* Texte à lire *

Étant à Maurice dans le cadre du festival de contes conjointement organisé par le collectif de conteurs mauriciens, Enn zour dan enn pei, fondé par la conteuse Véronique Nunkoo et celui de La-Réunion, Kozé conté, sa présidente, Josie Virin, observe que « le conte permet de travailler la mémoire et la prise de parole », chez l’élève conteur. Dans cet entretien accordé à Le-Mauricien, à l’occasion de la nuit des contes, samedi, au Centre Nelson Mandela, à La-Tour-Koenig, elle brosse un tableau de ce patrimoine oral commun partagé avec l’île sœur, sa place dans l’éducation et l’importance de la préserver et de la transmettre aux générations présentes et futures.
Quel bilan faites-vous de ces trois jours d’activités ?
Nous sommes très heureuses car c’est bien au-delà de nos expectatives. En fait, je suis conteuse, professeure de français et présidente du collectif des conteurs de La-Réunion, Kozé conté. En 2023, nous avions invité Véronique Nunkoo à notre festival Ti kour gran kour, qui se déroule dans l’Est de l’île. Elle a vu ce qui se passe à La-Réunion autour du conte : on conte partout et tout le temps. On est partenaire de l’éducation nationale et du ministère de la Culture.
Le conte est foisonnant à La-Réunion et Véronique Nunkoo nous disait que ce n’est pas tout à fait la situation à Maurice. En janvier, je suis venue en vacances à Maurice et on s’est dit pourquoi ne pas organiser quelque chose autour du conte : une grande soirée de contes avec des conférences. Nous sommes allés à la rencontre du président du Centre Nelson Mandela qui a cru en nous. Et est venu s’y ajouter le Caudan Arts Centre (CAC). Et aujourd’hui (ndlr : samedi soir), nous accueillons 350 personnes pour une nuit d’histoire. C’est un projet qui a dépassé totalement notre imagination.

* Consignes de l'exercice *
[a] D'après l'entretien sur le festival de contes, combien de personnes sont accueillies pour la nuit d'histoire ?
[b] Reprenez, s'il vous plaît, l'entretien sur le festival de contes juste après sa dernière phrase.

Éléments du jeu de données
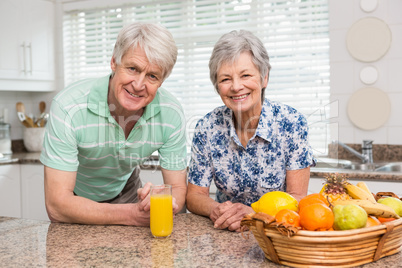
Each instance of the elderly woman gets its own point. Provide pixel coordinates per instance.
(251, 145)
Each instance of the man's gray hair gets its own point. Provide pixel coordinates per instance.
(157, 42)
(230, 46)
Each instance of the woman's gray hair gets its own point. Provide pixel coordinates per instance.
(157, 42)
(230, 46)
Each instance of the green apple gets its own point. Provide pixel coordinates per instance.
(348, 217)
(392, 202)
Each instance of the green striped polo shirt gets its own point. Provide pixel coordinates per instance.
(81, 135)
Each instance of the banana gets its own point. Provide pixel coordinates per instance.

* Réponses fournies *
[a] 350 personnes sont accueillies pour la nuit d'histoire.

[b]
Combien de personnes avez-vous accueillies dans les masterclasses ?
Deux cents. Il y avait 50 au Centre Nelson Mandela, et 50 au CAC. Deux ateliers étaient prévus sur les deux sites en simultané, le matin et l’après-midi de jeudi.
Ces Masterclasses étaient ouvertes au public mais essentiellement aux enseignants. Pourquoi ?
Le conte est notre patrimoine ancestral oral. C’est un art vivant qu’il faut défendre et diffuser, et surtout ne pas oublier de le transmettre aux générations futures pour qu’il ne se perde pas. Nous transmettons aux générations présentes pour une transmission à celles du futur. Pouvoir s’exprimer oralement est vital.
Et quelle importance a-t-il d’un point de vue pédagogique ?
Nous savons tous que beaucoup d’enfants ont des difficultés à l’écrit et à s’exprimer oralement. À travers le conte, nous leur donnons la parole et nous leur montrons comment nous écrivons la parole. Comment nous parlons devant un public et comment nous allons utiliser notre corps, notre voix, nos gestuelles pour communiquer. Prendre la parole, c’est déjà vaincre tous ses traumatismes. C’est mettre des mots sur des maux, comme on dit. En tant que partenaires de l’Education nationale et de la Culture, nous sommes présents dans les écoles. L’académie de La-Réunion est la seule académie de France à avoir un parcours artistique et culturel autour du conte.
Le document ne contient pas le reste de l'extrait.